YOUR INSTRUCTIONS: Write out the rows word for word, starting at the very first line and ending with the line that contains "[0,77,845,159]".

STORED RECORDS:
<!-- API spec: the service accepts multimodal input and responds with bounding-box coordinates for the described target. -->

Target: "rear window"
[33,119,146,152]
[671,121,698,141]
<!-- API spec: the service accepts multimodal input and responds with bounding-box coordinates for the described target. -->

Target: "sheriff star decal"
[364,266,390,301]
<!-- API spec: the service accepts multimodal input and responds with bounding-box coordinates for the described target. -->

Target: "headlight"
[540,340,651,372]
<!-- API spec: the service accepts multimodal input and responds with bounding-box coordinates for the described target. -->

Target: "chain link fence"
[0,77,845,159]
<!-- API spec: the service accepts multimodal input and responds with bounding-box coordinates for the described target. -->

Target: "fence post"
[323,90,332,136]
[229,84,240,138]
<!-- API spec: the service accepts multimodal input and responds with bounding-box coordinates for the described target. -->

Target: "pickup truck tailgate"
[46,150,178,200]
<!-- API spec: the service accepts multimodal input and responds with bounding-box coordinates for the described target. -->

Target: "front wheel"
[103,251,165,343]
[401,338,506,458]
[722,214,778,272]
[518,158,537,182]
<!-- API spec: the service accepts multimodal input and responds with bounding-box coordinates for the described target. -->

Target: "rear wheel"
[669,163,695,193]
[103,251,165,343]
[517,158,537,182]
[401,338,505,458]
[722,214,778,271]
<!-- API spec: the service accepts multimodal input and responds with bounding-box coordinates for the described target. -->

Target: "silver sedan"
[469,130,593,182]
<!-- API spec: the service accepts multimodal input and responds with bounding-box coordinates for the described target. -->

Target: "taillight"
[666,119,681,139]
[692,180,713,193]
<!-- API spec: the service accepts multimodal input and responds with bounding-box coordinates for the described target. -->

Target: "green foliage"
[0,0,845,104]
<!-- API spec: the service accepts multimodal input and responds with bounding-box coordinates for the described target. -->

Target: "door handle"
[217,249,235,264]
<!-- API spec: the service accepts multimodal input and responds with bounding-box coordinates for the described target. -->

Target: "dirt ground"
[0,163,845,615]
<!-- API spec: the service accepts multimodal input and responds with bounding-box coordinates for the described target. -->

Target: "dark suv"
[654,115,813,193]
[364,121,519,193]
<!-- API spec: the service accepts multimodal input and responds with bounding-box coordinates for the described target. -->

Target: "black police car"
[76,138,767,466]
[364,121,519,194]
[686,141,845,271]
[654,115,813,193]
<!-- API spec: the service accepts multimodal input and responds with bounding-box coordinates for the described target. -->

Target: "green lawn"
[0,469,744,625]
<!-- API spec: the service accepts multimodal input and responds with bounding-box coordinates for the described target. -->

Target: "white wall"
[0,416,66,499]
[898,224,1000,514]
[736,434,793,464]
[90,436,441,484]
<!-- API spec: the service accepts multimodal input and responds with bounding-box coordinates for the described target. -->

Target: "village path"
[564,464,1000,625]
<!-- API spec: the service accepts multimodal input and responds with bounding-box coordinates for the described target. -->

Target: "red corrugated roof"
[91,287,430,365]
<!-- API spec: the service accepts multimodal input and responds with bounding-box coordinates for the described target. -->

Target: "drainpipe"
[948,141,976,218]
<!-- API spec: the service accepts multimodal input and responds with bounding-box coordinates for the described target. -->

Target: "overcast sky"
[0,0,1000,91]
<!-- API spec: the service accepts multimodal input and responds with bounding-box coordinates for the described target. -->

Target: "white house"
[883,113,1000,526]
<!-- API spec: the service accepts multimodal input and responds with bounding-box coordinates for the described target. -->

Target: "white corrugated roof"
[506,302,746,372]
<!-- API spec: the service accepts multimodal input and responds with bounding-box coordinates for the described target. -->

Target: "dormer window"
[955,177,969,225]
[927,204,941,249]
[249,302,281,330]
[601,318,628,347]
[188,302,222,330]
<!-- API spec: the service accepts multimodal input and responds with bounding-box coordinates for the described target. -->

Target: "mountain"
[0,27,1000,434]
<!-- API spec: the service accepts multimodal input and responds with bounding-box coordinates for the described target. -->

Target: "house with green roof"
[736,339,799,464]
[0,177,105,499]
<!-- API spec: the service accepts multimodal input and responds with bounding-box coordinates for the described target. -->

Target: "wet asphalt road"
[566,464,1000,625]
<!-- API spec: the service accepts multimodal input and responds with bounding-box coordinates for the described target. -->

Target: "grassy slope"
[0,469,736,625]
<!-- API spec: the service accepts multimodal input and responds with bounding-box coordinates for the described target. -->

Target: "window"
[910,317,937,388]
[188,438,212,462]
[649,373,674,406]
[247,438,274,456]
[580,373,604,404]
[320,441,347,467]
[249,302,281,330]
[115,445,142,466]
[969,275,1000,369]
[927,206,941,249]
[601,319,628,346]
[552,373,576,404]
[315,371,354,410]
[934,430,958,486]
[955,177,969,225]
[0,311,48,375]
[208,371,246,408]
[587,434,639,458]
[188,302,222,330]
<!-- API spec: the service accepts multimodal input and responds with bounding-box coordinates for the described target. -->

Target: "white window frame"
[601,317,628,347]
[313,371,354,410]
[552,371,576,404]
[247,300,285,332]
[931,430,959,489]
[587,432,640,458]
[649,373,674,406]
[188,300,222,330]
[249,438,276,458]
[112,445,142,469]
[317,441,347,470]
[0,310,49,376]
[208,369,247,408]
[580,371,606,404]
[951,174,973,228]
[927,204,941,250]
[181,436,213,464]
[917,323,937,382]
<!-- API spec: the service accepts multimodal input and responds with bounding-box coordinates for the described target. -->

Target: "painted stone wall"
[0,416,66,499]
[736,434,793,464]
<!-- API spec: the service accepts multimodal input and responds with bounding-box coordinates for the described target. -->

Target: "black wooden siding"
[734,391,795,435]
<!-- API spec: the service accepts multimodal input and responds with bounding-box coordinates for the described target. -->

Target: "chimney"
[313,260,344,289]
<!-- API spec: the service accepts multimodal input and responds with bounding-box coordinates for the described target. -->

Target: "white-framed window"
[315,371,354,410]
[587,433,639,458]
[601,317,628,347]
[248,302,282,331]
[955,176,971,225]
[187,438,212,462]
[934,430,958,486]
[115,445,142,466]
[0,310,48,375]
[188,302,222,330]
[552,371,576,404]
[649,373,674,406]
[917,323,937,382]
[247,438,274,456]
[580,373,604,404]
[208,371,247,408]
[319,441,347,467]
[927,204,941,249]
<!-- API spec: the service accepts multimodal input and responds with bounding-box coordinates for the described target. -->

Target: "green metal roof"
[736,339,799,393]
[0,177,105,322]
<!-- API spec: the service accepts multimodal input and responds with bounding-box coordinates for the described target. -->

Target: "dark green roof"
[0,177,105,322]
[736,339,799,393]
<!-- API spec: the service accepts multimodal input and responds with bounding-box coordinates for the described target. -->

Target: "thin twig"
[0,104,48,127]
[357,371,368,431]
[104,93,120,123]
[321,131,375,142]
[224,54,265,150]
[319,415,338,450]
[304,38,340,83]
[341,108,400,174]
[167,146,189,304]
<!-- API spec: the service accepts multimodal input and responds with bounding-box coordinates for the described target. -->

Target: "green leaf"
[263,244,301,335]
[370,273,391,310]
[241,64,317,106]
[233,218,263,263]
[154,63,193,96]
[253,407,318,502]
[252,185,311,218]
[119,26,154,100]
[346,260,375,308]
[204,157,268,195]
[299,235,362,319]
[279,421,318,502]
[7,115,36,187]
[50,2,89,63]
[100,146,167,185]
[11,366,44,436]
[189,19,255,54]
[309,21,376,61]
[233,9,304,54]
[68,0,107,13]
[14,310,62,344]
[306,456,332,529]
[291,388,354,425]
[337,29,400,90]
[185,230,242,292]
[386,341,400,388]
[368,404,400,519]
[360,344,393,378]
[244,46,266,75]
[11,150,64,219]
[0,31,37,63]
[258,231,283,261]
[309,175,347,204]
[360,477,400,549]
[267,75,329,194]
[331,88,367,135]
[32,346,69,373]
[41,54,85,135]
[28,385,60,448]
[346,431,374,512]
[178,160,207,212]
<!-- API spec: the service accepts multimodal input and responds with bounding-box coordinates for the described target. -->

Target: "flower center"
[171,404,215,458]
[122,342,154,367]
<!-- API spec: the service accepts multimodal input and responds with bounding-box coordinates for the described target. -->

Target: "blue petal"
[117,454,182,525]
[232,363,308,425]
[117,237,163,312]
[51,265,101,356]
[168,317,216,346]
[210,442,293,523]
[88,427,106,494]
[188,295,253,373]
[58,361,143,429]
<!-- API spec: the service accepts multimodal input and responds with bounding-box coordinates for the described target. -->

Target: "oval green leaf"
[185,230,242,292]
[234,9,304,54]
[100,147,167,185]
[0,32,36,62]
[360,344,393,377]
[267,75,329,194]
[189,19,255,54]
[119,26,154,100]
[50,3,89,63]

WORKED SOLUTION:
<!-- API spec: the service accepts multimodal input and responds with bounding-box coordinates for the described target. -->

Target: "rear window"
[33,119,146,152]
[671,121,698,141]
<!-- API spec: the service accepts multimodal input and responds with bounding-box coordinates for the described target. -->

Target: "sheriff star decal"
[364,266,390,301]
<!-- API spec: the service accepts multimodal input and responds with bounding-box coordinates for the described target. -->

Target: "headlight"
[540,340,651,372]
<!-- API spec: the service accepts multimodal input and responds with bounding-box coordinates for the described target. -->

Target: "chain link fence"
[0,77,845,159]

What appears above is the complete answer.